---------- Data records

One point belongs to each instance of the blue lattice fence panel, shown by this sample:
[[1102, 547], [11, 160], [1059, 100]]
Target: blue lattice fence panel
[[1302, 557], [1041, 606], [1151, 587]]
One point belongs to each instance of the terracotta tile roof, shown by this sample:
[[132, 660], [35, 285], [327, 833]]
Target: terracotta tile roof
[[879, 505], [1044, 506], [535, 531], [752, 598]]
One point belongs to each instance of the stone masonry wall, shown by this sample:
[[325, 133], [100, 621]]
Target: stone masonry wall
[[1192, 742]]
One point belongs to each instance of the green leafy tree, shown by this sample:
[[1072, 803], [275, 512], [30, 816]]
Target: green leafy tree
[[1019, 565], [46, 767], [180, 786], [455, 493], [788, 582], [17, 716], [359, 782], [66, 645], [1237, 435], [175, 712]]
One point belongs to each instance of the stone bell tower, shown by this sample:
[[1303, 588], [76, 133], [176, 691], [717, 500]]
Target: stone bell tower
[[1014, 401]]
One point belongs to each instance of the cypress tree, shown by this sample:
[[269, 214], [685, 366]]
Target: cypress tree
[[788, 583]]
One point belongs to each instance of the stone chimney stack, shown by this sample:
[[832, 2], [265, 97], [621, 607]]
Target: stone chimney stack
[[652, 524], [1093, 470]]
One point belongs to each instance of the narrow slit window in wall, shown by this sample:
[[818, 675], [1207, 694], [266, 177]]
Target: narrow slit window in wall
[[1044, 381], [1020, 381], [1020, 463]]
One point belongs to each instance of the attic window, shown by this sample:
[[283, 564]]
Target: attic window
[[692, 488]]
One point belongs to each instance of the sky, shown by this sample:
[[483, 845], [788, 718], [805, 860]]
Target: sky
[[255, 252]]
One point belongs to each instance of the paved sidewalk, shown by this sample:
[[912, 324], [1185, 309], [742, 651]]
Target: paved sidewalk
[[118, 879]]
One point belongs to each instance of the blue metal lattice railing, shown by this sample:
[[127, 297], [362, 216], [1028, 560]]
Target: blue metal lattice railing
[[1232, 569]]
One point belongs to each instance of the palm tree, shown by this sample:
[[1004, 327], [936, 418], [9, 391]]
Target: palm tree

--------------------

▶ Exercise aim
Once the line with "One point belongs to each instance of the attic" is found, transcribe it and each line after it through the final line of the entries, exactly and only.

▶ Reply
One point belongs to each instance of the attic window, shown by this sample:
[[283, 564]]
Target: attic window
[[692, 488]]
One point belongs to each instance of the sky, shown by this sample:
[[483, 845], [788, 718], [805, 860]]
Target: sky
[[255, 252]]
One point belongs to each instance of the paved sidewalk, shown by this sample:
[[912, 324], [1185, 309], [742, 651]]
Target: paved sidewalk
[[118, 879]]
One point belongs to each instance of the blue metal lattice railing, shown by this sample:
[[127, 297], [362, 216], [1028, 560]]
Target: blue metal lattice railing
[[1232, 569]]
One point belongs to each instance of the palm tree, shown by this sample:
[[1004, 327], [936, 418], [9, 391]]
Target: palm tree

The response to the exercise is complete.